■ Problem statement ■
Copy out the rows below verbatim, from the line containing "[segment] bare tree" through the line containing "POLYGON ((200 174, 203", with both of those lines included.
== == ==
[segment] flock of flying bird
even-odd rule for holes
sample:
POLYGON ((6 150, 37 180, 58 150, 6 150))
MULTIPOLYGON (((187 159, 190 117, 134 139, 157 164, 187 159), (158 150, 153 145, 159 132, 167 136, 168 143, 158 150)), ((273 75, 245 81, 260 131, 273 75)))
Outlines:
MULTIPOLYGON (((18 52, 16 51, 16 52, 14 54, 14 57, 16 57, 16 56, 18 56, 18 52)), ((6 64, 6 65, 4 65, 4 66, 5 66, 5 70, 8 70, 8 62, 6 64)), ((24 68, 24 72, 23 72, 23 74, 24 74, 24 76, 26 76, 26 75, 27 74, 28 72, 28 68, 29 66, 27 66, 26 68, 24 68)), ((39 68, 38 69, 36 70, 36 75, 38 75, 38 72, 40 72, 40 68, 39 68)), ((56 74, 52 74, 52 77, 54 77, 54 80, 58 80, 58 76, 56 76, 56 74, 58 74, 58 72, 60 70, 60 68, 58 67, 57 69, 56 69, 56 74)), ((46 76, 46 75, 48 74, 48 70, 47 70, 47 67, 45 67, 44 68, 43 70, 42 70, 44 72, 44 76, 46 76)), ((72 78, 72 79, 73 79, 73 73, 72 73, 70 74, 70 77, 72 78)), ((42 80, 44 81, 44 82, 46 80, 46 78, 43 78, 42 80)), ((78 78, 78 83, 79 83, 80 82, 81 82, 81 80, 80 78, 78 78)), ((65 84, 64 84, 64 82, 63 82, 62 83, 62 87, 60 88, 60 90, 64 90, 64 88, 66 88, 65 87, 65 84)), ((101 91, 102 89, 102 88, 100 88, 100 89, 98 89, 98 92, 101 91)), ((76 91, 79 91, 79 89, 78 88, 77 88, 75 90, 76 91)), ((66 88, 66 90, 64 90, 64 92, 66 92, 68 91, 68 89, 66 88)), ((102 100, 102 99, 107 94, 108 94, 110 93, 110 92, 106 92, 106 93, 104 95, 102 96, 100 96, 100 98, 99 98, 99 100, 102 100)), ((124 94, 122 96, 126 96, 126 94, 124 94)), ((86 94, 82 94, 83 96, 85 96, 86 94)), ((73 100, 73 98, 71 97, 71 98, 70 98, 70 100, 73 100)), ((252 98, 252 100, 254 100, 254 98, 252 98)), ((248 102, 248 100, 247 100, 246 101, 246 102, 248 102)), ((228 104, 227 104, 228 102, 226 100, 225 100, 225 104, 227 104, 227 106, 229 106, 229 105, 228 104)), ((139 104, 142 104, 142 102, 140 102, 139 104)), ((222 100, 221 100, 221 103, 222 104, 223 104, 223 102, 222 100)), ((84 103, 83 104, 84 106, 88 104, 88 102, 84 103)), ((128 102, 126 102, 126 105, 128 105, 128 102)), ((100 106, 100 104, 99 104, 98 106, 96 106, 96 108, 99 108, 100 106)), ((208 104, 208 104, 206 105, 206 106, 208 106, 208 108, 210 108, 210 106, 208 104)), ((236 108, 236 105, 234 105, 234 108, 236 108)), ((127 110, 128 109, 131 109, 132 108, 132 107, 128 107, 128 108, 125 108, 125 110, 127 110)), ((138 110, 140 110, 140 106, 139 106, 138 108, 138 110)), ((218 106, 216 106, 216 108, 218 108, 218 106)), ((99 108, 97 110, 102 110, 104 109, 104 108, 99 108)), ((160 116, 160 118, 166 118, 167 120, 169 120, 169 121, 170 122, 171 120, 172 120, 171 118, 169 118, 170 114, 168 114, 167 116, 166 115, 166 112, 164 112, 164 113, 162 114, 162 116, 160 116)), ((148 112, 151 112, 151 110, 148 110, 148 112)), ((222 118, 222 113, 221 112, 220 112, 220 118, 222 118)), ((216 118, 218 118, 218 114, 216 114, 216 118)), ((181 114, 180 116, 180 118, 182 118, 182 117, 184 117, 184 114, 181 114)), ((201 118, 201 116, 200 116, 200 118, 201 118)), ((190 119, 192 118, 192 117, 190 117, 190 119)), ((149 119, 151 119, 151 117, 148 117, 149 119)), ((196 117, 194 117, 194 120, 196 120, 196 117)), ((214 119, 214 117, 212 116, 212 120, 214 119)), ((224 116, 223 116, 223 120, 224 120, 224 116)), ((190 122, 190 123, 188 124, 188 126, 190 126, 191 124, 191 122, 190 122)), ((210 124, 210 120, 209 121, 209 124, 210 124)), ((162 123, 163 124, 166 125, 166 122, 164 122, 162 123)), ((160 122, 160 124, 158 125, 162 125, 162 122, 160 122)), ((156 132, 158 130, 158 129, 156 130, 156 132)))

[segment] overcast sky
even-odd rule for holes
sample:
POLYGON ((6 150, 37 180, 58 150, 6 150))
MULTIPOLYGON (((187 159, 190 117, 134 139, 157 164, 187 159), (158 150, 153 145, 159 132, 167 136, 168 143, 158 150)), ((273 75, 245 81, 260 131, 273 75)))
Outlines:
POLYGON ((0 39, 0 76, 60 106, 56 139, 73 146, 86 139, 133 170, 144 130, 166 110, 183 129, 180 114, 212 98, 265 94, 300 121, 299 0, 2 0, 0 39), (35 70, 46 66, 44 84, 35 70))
== == ==
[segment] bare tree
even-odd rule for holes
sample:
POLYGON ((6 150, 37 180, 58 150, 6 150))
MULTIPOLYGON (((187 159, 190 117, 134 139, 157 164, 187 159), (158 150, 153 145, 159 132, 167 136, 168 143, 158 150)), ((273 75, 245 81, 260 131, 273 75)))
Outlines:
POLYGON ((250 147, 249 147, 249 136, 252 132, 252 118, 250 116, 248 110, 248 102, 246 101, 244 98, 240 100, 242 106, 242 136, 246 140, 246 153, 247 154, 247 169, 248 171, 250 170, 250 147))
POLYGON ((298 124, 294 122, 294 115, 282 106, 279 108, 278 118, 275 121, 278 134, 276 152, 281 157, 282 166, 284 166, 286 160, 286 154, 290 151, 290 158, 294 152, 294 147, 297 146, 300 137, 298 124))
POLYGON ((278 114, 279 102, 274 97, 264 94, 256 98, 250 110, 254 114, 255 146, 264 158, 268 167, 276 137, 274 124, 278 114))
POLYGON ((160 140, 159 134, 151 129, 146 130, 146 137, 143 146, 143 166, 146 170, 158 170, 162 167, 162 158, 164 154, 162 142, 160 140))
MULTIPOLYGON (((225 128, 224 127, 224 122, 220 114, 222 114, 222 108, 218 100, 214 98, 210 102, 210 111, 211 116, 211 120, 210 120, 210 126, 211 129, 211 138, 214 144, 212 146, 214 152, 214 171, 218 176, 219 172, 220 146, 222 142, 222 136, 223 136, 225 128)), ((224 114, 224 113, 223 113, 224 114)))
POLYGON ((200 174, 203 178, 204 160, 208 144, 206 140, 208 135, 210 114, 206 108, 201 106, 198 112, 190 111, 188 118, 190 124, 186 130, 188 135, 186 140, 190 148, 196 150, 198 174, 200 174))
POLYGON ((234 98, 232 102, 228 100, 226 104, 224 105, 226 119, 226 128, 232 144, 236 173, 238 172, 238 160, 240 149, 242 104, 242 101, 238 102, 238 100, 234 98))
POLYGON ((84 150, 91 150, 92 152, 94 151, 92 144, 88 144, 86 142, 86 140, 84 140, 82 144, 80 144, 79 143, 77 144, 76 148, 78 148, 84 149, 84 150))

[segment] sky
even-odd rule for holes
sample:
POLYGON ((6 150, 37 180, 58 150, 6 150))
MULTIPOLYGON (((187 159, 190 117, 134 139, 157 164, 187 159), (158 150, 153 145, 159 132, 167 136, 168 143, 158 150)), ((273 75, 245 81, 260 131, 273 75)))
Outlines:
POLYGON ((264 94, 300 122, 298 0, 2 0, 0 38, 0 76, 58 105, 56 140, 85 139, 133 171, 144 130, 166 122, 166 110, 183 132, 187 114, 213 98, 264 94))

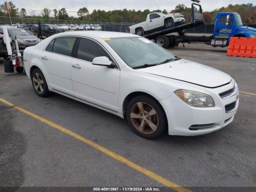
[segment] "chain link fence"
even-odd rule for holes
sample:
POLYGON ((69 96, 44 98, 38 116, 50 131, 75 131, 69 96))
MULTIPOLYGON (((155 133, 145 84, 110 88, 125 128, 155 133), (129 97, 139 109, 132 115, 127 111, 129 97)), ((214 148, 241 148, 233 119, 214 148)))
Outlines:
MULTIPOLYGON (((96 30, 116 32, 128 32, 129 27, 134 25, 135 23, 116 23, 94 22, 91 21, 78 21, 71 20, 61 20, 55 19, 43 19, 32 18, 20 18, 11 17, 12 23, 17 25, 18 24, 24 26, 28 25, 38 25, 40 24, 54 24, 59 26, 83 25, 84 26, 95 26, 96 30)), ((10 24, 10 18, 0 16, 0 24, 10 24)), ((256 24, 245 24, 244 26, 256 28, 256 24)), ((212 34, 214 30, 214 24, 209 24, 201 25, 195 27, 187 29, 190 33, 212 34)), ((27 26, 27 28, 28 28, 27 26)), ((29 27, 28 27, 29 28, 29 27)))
== == ==
■ Task output ■
[segment] bare tree
even-odd rule for holes
sample:
POLYGON ((6 150, 37 180, 58 150, 6 150))
MULTIPOLYGON (((187 159, 190 117, 134 139, 157 164, 187 159), (158 150, 153 145, 159 132, 167 136, 168 143, 158 150)), ((273 75, 245 81, 260 131, 273 75)))
Outlines:
POLYGON ((250 147, 249 147, 249 136, 252 132, 252 118, 250 116, 248 110, 248 102, 246 101, 244 98, 240 100, 242 106, 242 136, 246 140, 246 153, 247 154, 247 169, 248 171, 250 170, 250 147))
POLYGON ((298 124, 294 122, 294 115, 282 106, 279 108, 278 118, 275 121, 278 134, 276 152, 281 157, 282 166, 284 166, 286 160, 286 154, 290 151, 290 158, 294 152, 294 147, 297 146, 300 137, 298 124))
POLYGON ((278 114, 279 102, 274 97, 264 94, 256 98, 250 110, 254 114, 255 146, 264 158, 268 167, 276 137, 274 124, 278 114))
POLYGON ((160 140, 159 134, 151 129, 146 130, 146 137, 143 146, 143 166, 146 170, 158 170, 162 167, 162 158, 164 154, 162 142, 160 140))
MULTIPOLYGON (((225 128, 224 127, 224 122, 220 114, 222 114, 222 108, 218 100, 214 98, 210 102, 210 111, 211 116, 211 120, 210 120, 210 126, 211 129, 211 138, 214 144, 212 146, 214 152, 214 171, 218 176, 219 172, 220 146, 222 142, 222 136, 223 136, 225 128)), ((224 114, 224 113, 223 113, 224 114)))
POLYGON ((200 174, 203 178, 204 160, 208 144, 206 140, 208 135, 210 114, 206 108, 201 106, 198 112, 190 111, 188 118, 190 124, 186 130, 188 135, 186 140, 190 148, 196 150, 198 174, 200 174))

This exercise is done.